▶ INSTRUCTIONS FOR THE TASK
Pick up the text on CPR and cardiac arrest after its final sentence and write what comes next.
*** Opening of GIVEN TEXT ***
What is CPR?
Cardiac arrest is the abrupt loss of heart function in a person who may or may not have been diagnosed with heart disease. Cardiac arrest is often fatal, if appropriate steps aren’t taken immediately.
In one year alone, 475,000 Americans die from a cardiac arrest. Globally, cardiac arrest claims more lives than colorectal cancer, breast cancer, prostate cancer, influenza, pneumonia, auto accidents, HIV, firearms, and house fires combined.
What To Do In Case Of
Cardiac Arrest
If you have tried and failed to get the person to respond, and you think the person may be suffering cardiac arrest, here’s what to do:
Yell for help Tell someone nearby to call 911 or your emergency response number. Ask that person or another bystander to bring you an AED (automated external defibrillator), if there’s one on hand. Tell them to hurry – time is of the essence.
If you’re alone with an adult who has these signs of cardiac arrest, call 911 and get an AED (if one is available).
1
Check breathing If the person isn’t breathing or is only gasping, administer CPR.
2
Give CPR: Push hard and fast Push down at least two inches at a rate of 100 to 120 pushes a minute in the center of the chest, allowing the chest to come back up to its normal position after each push.
3
Use an AED Use the automated external defibrillator as soon as it arrives. Turn it on and follow the prompts.
*** Close of GIVEN TEXT ***
*** Opening of DATA FOR ANALYSIS ***
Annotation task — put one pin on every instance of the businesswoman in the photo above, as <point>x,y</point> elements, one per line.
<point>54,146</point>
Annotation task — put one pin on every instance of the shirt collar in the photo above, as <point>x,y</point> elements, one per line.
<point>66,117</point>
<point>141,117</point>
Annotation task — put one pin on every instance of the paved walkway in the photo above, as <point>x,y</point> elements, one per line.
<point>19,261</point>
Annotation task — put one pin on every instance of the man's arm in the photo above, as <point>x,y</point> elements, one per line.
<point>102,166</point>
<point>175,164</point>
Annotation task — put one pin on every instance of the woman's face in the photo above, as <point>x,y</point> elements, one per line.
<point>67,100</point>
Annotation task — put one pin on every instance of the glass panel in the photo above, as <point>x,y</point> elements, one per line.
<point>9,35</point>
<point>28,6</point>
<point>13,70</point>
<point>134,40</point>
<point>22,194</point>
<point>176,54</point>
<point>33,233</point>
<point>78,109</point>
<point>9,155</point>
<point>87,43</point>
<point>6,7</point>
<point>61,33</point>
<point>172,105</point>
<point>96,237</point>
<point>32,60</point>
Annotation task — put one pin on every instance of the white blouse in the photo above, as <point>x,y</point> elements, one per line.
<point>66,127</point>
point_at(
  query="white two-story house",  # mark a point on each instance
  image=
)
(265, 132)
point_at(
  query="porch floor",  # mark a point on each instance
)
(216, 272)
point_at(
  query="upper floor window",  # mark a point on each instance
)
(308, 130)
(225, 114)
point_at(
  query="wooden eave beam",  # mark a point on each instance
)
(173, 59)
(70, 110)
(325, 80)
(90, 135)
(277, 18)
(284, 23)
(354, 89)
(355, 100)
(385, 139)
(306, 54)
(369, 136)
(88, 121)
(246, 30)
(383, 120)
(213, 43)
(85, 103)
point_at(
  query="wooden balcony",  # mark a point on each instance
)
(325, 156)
*** Close of DATA FOR ANALYSIS ***
▶ ANSWER FOR THE TASK
4
Keep pushing Continue administering CPR until the person starts to breathe or move, or until someone with more advanced training takes over, such as an EMS team member.
GET TRAINED
The investment of time and effort to learn CPR is small. The potential payoff — saving a life — is huge.
TIMELINE OF CPR
- 0 to 4 minutes, unlikely development of brain damage
- 4 to 6 minutes, possibility of brain damage
- 6 to 10 minutes, high probability of brain damage
- 10 minutes and over, probable brain damage
Fundamentally, cardiac arrest treatment is a community issue; local resources and personnel must provide appropriate, high-quality care to save the life of a community member, a by stander or a co-worker.
One goal—to increase the likelihood of survival with good neurologic and functional outcomes for any person who suffers a cardiac arrest (i.e., improved patient outcomes)—provides the roof for AHYA FOUNDATION.
DIFFERENCE BETWEEN
Heart Attack
The term “heart attack” is often mistakenly used to describe cardiac arrest. While a heart attack may cause cardiac arrest, the two terms don’t mean the same thing.
Heart attacks are caused by a blockage that stops blood flow to the heart. A heart attack (or myocardial infarction) refers to death of heart muscle tissue due to the loss of blood supply.
VS
Cardiac Arrest
By contrast, cardiac arrest is caused when the heart’s electrical system malfunctions. The heart stops sending blood to the body and brain, either because it is beating too fast and too erratically, or because it has stopped beating altogether. Oxygen-starved brain cells start to die. Death occurs in minutes — unless a bystander takes matters into his or her hands and starts CPR.
Doing CPR keeps blood circulating until trained and better-equipped first responders arrive on the scene to jump-start the heart back into a normal rhythm.